• REQUESTS
#1 What solution does the financial planning text propose for sequence of return risk?
#2 Pull out the records starting with the line that contains "Please tag every instance of the yellow" and going on through the end of the records. Copy each line without change.

• SUPPLIED PASSAGE
Problem #5: Estate Planning. Reason: Procrastination. Solution: Get off your butt and get your estate planning documents done. Learn strategies that provide tax-efficient distributions at death, but also while alive. With improper planning, the government will become one of your beneficiaries.

Problem 6: Sequence of return risk. Reason/Result: The key to any successful investment outcome is the ability to manage the volatility that is inherent in the stock market. Not understanding the significance of withdrawing monies from investments when the market is down in the early years of retirement can be costly. Solution: Have a reserve that one can turn to during down markets.

Problem 7: Fees and Expenses. Reason: Most investors are not aware of their options for advisory fees. Their current advisory team is charging a percentage for managing investments, a method creating conflicts of interest, as well as overcharging for the services they are rendering. Solution: Implement flat fees based on the complexity of one’s financial situation. This will eliminate the conflict of interest from the advisor and can save well over $1,000,000 in fees.

Data listing:
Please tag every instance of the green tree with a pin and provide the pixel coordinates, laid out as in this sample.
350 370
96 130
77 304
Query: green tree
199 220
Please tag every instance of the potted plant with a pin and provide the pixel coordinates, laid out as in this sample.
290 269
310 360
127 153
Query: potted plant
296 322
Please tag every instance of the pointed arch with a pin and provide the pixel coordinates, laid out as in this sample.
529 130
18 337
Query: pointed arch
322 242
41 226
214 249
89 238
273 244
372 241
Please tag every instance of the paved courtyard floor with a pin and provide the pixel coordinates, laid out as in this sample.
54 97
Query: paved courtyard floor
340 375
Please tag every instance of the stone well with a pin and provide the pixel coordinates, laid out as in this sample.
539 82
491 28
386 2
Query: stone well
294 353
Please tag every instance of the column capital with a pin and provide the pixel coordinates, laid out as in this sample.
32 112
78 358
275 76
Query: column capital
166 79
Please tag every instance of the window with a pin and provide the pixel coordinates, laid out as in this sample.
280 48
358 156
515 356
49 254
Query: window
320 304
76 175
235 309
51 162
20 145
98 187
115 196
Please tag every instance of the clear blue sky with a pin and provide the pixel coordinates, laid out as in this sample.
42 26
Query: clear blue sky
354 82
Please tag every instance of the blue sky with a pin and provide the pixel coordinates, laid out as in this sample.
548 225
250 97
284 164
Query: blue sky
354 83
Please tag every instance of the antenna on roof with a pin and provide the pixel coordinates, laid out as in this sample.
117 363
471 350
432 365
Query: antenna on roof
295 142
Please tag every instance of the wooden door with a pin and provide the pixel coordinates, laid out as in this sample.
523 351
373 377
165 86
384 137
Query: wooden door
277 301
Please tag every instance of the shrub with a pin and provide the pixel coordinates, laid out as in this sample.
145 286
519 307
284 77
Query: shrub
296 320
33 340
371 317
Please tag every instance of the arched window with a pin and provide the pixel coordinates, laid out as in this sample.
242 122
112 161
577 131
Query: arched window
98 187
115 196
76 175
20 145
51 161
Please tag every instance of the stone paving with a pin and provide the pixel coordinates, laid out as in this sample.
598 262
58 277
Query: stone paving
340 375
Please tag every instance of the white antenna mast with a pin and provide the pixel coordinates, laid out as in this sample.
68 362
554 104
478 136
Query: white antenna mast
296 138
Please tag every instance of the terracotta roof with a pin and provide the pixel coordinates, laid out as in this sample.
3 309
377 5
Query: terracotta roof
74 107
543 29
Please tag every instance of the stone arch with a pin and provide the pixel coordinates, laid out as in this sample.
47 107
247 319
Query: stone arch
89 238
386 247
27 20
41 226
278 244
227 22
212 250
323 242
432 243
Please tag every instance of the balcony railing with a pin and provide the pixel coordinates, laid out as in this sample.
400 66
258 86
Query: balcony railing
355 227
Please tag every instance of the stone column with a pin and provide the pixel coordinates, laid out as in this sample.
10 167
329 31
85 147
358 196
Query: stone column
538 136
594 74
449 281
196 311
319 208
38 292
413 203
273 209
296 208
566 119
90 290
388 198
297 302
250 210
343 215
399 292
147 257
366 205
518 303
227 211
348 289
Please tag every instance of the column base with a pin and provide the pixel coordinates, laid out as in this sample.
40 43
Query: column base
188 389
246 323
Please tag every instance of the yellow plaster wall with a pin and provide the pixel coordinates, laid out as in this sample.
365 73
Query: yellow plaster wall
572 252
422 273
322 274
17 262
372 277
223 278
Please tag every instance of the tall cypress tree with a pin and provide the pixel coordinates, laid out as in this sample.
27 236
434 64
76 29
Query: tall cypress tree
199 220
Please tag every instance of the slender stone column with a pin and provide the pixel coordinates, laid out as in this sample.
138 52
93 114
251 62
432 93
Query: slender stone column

• RESULTS IN ORDER
#1 Have a reserve that one can turn to during down markets.

#2
Please tag every instance of the yellow plaster wall with a pin and provide the pixel coordinates, laid out as in this sample.
365 73
Query: yellow plaster wall
572 252
422 273
322 274
17 262
372 277
223 278
Please tag every instance of the tall cypress tree with a pin and provide the pixel coordinates, laid out as in this sample.
27 236
434 64
76 29
Query: tall cypress tree
199 220
Please tag every instance of the slender stone column with a pin and provide the pixel coordinates, laid out as in this sample.
138 52
93 114
251 62
432 93
Query: slender stone column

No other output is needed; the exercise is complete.